[STATED GOAL 1]
Answer these from the emoji font thread, one line each, marked (a), (b), (c) to match:
(a) Which font and format does the environment list name?
(b) What feature tag does the poster identify for combining the emoji?
(c) If that tag is not supported yet, what does the poster say this can be closed as?
[STATED GOAL 2] Write what comes next in the emoji font thread, picking up right after its final line.

[READING TEXT]
------------------------------------------------------------------------

We're adding support for emoji to Cuttle CAD, which can render various fonts as vectors for laser cutting, etc.

Your Environment

  • Version used: 1.3.4
  • Font used: Noto Emoji (ttf)
  • Browser Name and version: Various tested
  • Operating System and version (desktop or mobile): Mac OS desktop
  • Link to your project: https://gm69qn.csb.app

forresto avatar May 02 '22 11:05 forresto

It seems like font.tables.gsub has the ligatureSets info needed to combine these. Is that something that I can enable with an option? image

notoEmojiFont.substitution.getFeature("ccmp") // Array(3640)

The feature tag is "ccmp" ... I'm not seeing that called with defaults via getFeature or getMultiple, though there are some tests. πŸ€”

If "ccmp" is not supported yet, this can be closed as a duplicate of #443.

forresto avatar May 03 '22 10:05 forresto

Looking at #443 I thought this was worth a try:

notoEmojiFont.substitution.add(
  "ccmp", 
  notoEmojiFont.substitution.getFeature('ccmp')

------------------------------------------------------------------------

[Items from a data source]
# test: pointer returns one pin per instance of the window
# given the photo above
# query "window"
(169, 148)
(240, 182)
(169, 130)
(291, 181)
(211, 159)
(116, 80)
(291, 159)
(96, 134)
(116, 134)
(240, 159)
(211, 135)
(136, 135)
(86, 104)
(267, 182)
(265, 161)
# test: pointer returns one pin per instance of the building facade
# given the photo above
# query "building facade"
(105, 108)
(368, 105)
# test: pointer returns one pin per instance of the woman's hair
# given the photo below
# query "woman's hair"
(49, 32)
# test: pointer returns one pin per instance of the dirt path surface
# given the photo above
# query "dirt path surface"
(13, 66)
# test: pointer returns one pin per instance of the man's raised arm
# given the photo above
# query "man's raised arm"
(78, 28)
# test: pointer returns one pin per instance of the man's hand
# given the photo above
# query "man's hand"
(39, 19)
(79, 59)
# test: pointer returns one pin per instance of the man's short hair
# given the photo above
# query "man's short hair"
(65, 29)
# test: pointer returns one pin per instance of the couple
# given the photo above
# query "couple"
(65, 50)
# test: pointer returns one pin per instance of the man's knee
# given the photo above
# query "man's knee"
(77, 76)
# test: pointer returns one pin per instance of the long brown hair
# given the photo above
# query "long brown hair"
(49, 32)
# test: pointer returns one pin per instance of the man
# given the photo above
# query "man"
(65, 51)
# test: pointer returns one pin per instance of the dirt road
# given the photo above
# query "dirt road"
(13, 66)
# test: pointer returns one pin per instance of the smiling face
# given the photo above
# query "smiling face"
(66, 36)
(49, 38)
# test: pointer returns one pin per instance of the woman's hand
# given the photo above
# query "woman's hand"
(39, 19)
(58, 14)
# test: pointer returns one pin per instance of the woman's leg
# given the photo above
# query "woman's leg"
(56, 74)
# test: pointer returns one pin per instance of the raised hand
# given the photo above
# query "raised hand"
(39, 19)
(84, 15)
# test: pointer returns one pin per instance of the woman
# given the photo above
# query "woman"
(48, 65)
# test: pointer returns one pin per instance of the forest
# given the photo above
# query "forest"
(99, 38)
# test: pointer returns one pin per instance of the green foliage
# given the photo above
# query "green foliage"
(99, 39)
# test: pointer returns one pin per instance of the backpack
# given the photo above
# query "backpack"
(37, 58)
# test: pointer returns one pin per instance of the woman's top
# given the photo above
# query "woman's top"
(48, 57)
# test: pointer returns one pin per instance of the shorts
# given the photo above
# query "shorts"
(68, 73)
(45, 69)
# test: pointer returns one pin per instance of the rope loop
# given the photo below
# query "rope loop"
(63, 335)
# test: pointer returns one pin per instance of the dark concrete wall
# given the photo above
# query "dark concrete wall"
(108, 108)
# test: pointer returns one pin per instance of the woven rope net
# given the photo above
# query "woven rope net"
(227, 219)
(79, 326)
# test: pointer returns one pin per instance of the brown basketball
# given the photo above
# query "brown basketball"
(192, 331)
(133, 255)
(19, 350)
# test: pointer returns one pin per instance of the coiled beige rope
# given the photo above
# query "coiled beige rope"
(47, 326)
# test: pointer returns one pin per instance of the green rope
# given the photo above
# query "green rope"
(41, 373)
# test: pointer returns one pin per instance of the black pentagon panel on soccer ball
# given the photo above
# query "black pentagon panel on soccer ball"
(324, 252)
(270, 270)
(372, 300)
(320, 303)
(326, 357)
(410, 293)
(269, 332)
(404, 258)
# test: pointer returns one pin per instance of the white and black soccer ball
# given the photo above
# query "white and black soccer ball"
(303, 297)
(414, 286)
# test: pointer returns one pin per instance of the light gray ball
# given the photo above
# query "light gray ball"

------------------------------------------------------------------------

[EXERCISE RESPONSE 1]
(a) Noto Emoji (ttf)
(b) "ccmp"
(c) A duplicate of #443

[EXERCISE RESPONSE 2]
);

but got:

Error: Ligature: unable to modify coverage table format 2

forresto avatar May 09 '22 09:05 forresto

In addition to the ccmp substitutions, https://en.wikipedia.org/wiki/Variation_Selectors_(Unicode_block) need to be taken into account. For example, "☠" vs "☠️".

forresto avatar May 11 '22 14:05 forresto

Im also looking for a workaround for this. It would be nice to support it or have workaround?

jamesjoung avatar May 16 '22 05:05 jamesjoung

Here's my workaround.

// Opentype.js doesn't actually support these substitutions, so we'll have to
// search them manually
const substitutions = font.substitution.getFeature("ccmp");

function emojiToGlyph (emojiString) {

const glyphs = font
  .stringToGlyphs(emojiString)
  // Discarding these makes the substitution search work for emoji sequences
  // with variation selectors
  // https://en.wikipedia.org/wiki/Variation_Selectors_(Unicode_block)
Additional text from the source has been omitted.